- [REQUIREMENT]:
Wherever the line with "Point out the seated man, one" sits in the listing below, transcribe from it up to and including the line with "Point out the glass pane, one", exactly, and leave the remaining lines out.

- [THE INPUT]:
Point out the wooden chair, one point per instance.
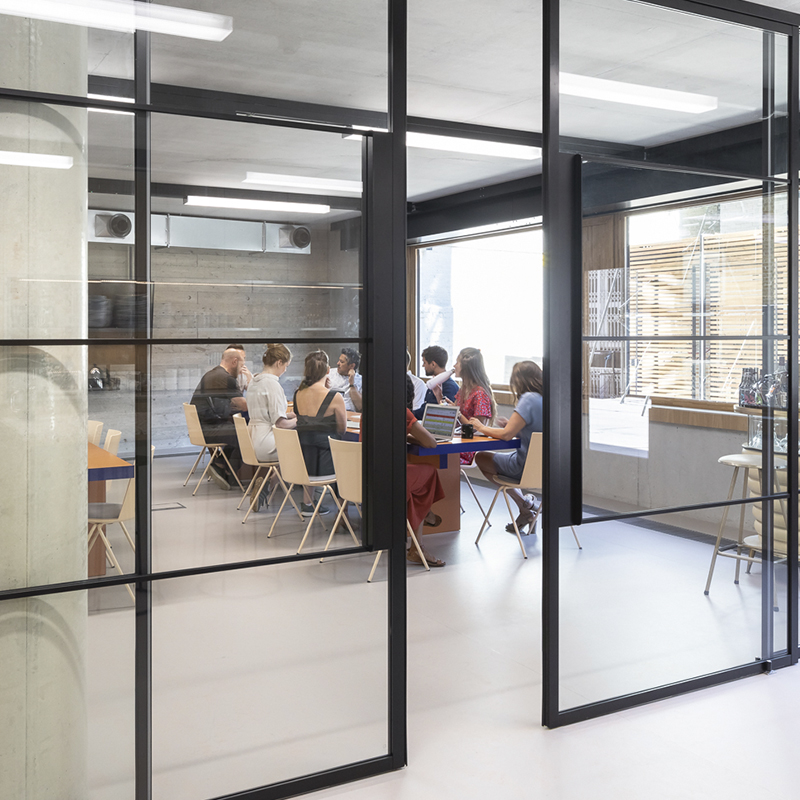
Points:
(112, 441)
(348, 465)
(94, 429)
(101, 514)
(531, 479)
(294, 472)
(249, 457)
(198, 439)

--

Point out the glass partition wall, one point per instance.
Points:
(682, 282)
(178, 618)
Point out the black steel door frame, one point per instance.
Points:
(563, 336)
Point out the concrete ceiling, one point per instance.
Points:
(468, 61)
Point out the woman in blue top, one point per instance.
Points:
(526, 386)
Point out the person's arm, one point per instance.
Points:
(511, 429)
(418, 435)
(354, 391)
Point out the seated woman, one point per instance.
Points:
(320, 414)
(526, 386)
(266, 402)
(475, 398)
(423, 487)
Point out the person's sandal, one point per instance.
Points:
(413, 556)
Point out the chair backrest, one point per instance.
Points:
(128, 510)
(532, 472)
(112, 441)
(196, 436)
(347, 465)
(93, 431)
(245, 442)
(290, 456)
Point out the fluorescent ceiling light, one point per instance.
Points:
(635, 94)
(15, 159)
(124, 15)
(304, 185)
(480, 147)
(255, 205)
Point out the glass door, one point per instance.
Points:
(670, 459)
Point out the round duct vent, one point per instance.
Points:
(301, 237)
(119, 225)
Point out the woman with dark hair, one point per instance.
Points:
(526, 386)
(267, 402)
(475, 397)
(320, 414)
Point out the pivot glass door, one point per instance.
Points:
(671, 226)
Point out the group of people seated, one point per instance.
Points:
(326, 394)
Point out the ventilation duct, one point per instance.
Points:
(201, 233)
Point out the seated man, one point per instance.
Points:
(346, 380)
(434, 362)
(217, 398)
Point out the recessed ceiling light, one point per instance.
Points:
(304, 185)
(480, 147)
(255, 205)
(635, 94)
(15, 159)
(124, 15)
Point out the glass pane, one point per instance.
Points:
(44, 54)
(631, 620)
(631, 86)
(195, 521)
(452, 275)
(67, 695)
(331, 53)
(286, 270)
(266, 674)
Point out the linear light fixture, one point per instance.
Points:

- [ANSWER SECTION]:
Point out the seated man, one point per instance.
Points:
(346, 380)
(434, 362)
(217, 398)
Point out the recessed ceiling light, one point per instance.
Points:
(304, 185)
(480, 147)
(255, 205)
(635, 94)
(15, 159)
(124, 15)
Point out the glass pane, one point per instance.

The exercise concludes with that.